====== Extract to read ======
Thermodynamic characterization of the sub- and supercritical gasification reaction of lignocellulosic biomass for hydrogen production

The production of biofuels from different types of biomass has gained space in recent decades due to the scarcity of fossil fuel reserves and socio-environmental factors. Given this, new technologies are indispensable for the efficient generation of fuels through the thermochemical conversion of different types of biomass. In this work, the catalytic conversion reaction of biomass was studied in subcritical (SbCWG) and supercritical (SCWG) water aiming at maximizing hydrogen formation. The modeling of such a system was performed through chemical equilibrium and combined phase calculations, using the methodologies of global minimization of Gibbs energy - MinG (for isothermal and isobaric systems) and entropy maximization - MaxS (for isobaric and isenthalpic systems) employing the Peng-Robinson cubic equation of state to calculate the fugacity coefficients with a thermodynamic model. The methods will be formulated as optimization problems through non-linear programming and solved in the GAMS software. Thus, the purpose of this work was to evaluate the calculation of chemical equilibrium and phases of subcritical and supercritical gasification of lignocellulosic biomass sources using the cubic equation of state to represent the non-idealities. With the results of this work, we hope to contribute to a better understanding, from a thermodynamic point of view, of which reactional pathways lead to the decomposition of biomass, the formation of intermediate compounds, and the subsequent formation of H2. In addition, a better understanding of the thermal behavior and phases along the reactions of biomass transformation in sub and supercritical conditions and, finally, an economic evaluation to verify the feasibility of implementing the system on an industrial scale (AU)
======
→ Task details:
Rewrite the paragraph starting "The production of biofuels" in the abstract on biomass gasification above as a short bulleted list that keeps its main facts.
====== Record extracts ======
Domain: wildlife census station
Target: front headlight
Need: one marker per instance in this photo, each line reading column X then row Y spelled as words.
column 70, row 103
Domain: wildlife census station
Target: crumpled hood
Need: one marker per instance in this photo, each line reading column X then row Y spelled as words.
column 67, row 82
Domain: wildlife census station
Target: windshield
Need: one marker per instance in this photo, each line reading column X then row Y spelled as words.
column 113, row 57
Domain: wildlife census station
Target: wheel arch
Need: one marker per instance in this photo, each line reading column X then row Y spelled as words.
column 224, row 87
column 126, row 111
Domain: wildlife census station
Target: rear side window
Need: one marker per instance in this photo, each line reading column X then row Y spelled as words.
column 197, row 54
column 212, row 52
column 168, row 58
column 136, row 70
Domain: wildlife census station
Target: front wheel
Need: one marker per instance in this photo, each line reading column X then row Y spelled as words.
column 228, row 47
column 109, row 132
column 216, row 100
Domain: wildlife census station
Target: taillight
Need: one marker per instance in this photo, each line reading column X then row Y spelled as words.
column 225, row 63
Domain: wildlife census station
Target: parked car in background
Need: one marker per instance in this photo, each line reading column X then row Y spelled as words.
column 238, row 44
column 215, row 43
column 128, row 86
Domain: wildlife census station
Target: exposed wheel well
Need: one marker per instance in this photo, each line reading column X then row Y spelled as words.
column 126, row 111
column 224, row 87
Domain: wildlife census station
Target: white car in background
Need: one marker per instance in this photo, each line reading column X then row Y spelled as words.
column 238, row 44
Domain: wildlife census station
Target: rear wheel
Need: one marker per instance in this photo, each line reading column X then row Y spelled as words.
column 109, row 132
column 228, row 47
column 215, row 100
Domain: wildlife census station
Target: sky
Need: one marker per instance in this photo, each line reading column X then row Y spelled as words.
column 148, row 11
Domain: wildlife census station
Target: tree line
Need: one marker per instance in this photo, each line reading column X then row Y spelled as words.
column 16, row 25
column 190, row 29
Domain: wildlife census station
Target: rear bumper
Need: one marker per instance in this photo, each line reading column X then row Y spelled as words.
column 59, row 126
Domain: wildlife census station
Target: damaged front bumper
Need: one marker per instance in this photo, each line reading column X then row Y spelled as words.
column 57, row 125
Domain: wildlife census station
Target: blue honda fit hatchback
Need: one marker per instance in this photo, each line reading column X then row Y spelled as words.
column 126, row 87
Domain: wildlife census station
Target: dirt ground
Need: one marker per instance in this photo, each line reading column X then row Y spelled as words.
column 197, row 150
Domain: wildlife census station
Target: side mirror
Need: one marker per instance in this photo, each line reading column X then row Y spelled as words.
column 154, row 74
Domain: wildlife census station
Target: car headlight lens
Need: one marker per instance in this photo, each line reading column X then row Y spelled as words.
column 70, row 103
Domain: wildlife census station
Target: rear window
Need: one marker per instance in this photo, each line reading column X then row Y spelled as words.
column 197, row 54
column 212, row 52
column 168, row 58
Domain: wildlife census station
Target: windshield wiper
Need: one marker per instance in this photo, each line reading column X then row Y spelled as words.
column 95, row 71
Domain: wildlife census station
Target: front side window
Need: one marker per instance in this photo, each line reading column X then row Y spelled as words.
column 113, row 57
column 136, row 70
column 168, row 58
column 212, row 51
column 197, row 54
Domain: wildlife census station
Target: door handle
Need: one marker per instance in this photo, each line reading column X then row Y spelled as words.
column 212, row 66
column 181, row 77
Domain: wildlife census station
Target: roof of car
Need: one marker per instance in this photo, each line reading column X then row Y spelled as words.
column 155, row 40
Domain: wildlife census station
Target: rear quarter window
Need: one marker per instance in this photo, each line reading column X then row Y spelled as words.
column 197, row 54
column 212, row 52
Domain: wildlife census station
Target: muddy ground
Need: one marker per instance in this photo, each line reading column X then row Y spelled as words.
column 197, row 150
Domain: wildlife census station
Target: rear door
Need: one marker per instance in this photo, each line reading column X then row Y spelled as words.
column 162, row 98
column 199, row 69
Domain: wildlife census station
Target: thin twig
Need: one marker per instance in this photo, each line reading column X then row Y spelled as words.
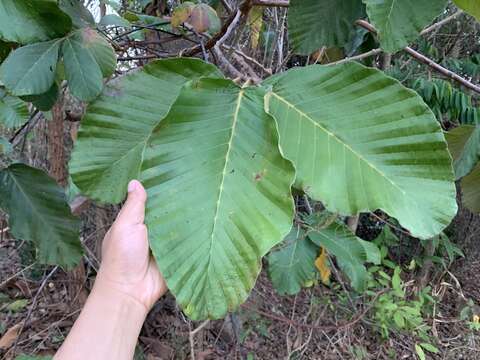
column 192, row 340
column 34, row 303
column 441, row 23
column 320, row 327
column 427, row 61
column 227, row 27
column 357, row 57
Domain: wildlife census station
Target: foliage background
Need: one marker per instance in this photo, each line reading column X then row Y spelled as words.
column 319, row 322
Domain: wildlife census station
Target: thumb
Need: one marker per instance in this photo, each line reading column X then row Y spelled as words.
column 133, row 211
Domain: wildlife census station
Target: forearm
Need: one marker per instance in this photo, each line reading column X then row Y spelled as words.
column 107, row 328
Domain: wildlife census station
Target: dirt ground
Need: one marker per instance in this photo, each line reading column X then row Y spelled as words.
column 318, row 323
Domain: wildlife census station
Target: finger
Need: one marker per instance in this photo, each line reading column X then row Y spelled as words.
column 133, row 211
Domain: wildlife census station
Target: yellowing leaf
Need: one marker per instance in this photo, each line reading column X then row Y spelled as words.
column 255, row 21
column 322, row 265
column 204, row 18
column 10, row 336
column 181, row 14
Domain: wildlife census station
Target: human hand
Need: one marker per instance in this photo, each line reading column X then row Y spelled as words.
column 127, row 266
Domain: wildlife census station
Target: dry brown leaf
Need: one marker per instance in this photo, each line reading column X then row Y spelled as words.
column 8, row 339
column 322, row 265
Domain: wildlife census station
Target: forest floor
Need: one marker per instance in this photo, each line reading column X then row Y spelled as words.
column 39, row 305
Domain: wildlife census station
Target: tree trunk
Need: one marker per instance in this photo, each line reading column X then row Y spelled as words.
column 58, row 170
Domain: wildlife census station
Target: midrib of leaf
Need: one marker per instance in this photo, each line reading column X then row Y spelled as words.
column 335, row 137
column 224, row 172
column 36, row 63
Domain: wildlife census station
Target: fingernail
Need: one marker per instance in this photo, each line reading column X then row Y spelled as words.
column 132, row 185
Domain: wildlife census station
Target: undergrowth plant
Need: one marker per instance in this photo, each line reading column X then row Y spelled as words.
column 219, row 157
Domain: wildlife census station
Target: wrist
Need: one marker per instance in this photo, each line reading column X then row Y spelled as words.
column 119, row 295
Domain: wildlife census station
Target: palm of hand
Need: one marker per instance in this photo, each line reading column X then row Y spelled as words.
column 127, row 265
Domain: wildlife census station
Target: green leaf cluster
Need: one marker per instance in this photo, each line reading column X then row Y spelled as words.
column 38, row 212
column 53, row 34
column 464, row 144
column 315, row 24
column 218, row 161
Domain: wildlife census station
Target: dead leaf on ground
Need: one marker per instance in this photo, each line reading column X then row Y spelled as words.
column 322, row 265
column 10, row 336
======
→ Complete output:
- Biofuel production from biomass has grown in recent decades because fossil fuel reserves are scarce and because of socio-environmental factors.
- The work studied the catalytic conversion of biomass in subcritical (SbCWG) and supercritical (SCWG) water, aiming to maximize hydrogen formation.
- The system was modeled with chemical equilibrium and combined phase calculations:
  - global minimization of Gibbs energy (MinG) for isothermal and isobaric systems
  - entropy maximization (MaxS) for isobaric and isenthalpic systems
- The Peng-Robinson cubic equation of state was used to calculate fugacity coefficients and represent non-idealities.
- The methods are formulated as non-linear programming optimization problems and solved in GAMS.
- The hoped-for contributions are:
  - a thermodynamic understanding of the reaction pathways that decompose biomass, form intermediate compounds and then form H2
  - a better understanding of thermal and phase behavior under sub- and supercritical conditions
  - an economic evaluation of whether the system is feasible on an industrial scale